**DATA FOR THIS TASK:**
## start

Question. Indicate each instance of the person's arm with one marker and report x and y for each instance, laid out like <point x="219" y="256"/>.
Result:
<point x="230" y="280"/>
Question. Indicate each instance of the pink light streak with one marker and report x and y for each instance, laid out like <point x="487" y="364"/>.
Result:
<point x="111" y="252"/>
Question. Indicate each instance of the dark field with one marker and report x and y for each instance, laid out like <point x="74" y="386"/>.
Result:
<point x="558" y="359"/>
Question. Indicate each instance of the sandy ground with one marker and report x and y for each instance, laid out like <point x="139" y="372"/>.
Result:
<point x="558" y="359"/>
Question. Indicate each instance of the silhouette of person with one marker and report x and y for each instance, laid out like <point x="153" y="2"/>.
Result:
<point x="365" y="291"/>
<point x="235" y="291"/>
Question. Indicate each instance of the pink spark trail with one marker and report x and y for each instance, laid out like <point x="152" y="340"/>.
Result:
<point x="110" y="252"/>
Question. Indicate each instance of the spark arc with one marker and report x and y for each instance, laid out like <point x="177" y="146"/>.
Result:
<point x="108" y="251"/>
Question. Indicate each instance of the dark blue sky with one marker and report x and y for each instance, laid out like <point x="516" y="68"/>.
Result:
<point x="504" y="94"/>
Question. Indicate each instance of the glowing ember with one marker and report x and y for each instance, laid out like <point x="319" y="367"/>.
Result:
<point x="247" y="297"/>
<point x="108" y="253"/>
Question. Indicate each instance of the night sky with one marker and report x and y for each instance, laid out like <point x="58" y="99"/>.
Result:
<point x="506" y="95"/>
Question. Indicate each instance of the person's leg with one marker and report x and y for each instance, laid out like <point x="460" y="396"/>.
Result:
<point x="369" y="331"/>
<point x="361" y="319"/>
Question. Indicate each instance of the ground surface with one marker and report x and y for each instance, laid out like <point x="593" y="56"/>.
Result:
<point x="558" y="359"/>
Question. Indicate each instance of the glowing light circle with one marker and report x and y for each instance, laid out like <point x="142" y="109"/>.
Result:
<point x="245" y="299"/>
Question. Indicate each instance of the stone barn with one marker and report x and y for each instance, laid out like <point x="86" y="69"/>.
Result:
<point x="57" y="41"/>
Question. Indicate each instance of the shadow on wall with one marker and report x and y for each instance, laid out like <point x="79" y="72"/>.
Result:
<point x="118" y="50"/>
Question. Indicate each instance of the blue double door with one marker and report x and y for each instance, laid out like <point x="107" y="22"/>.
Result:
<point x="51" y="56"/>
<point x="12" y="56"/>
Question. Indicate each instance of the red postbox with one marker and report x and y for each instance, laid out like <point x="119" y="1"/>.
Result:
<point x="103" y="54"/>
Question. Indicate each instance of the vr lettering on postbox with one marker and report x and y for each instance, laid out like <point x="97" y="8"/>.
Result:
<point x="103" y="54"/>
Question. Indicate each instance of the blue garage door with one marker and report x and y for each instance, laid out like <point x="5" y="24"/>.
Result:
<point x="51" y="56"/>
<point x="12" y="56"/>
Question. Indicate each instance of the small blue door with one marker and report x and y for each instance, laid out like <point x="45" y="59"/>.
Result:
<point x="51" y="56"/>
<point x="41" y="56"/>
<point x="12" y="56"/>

## end

**WHAT IS ASKED:**
Print every record exactly as it was given.

**EXERCISE RESULT:**
Question. Indicate each instance of the person's arm with one marker and report x and y for each instance, laid out like <point x="219" y="256"/>.
Result:
<point x="230" y="280"/>
Question. Indicate each instance of the pink light streak with one marker and report x and y for each instance, laid out like <point x="487" y="364"/>.
Result:
<point x="111" y="252"/>
Question. Indicate each instance of the dark field with one marker and report x and y for each instance, laid out like <point x="74" y="386"/>.
Result:
<point x="558" y="359"/>
Question. Indicate each instance of the sandy ground with one marker and report x and y for each instance, laid out like <point x="139" y="372"/>.
Result:
<point x="558" y="359"/>
Question. Indicate each instance of the silhouette of person with one marker and report x and y for each instance, laid out like <point x="153" y="2"/>.
Result:
<point x="365" y="291"/>
<point x="235" y="291"/>
Question. Indicate each instance of the pink spark trail with one marker and report x and y for each instance, laid out like <point x="152" y="340"/>.
Result:
<point x="110" y="252"/>
Question. Indicate each instance of the spark arc with one marker and report x and y for each instance, laid out like <point x="177" y="146"/>.
Result:
<point x="108" y="251"/>
Question. Indicate each instance of the dark blue sky with one marker and report x and y for each instance, laid out like <point x="516" y="68"/>.
Result:
<point x="504" y="94"/>
Question. Indicate each instance of the glowing ember with one marker and report x and y for each instance, laid out like <point x="319" y="367"/>.
Result:
<point x="247" y="297"/>
<point x="108" y="253"/>
Question. Indicate each instance of the night sky with one marker and report x and y for each instance, laid out like <point x="58" y="99"/>.
Result:
<point x="506" y="95"/>
Question. Indicate each instance of the person's leg with one marker and report x and y for each instance, laid out like <point x="460" y="396"/>.
Result:
<point x="369" y="331"/>
<point x="361" y="319"/>
Question. Indicate each instance of the ground surface with one marker and report x and y for each instance, laid out like <point x="593" y="56"/>.
Result:
<point x="558" y="359"/>
Question. Indicate each instance of the glowing light circle with one marker and report x and y for each instance, laid out like <point x="142" y="109"/>.
Result:
<point x="245" y="299"/>
Question. Indicate each instance of the stone barn with one marker and report x and y for each instance, laid out like <point x="86" y="69"/>.
Result:
<point x="57" y="41"/>
Question. Indicate each instance of the shadow on wall with one marker and report x and y for each instance, laid out like <point x="79" y="72"/>.
Result:
<point x="118" y="50"/>
Question. Indicate each instance of the blue double door with one marker and report x and y for each instance, laid out like <point x="107" y="22"/>.
Result:
<point x="51" y="56"/>
<point x="12" y="56"/>
Question. Indicate each instance of the red postbox with one marker and report x and y for each instance, laid out like <point x="119" y="1"/>.
Result:
<point x="103" y="54"/>
Question. Indicate each instance of the vr lettering on postbox with one marker and report x and y for each instance, laid out like <point x="97" y="8"/>.
Result:
<point x="103" y="54"/>
Question. Indicate each instance of the blue garage door with one marker and report x and y for each instance, laid out like <point x="5" y="24"/>.
Result:
<point x="51" y="56"/>
<point x="12" y="56"/>
Question. Indicate each instance of the small blue door with one marker and report x and y for each instance, laid out like <point x="45" y="59"/>.
Result:
<point x="51" y="56"/>
<point x="41" y="56"/>
<point x="12" y="56"/>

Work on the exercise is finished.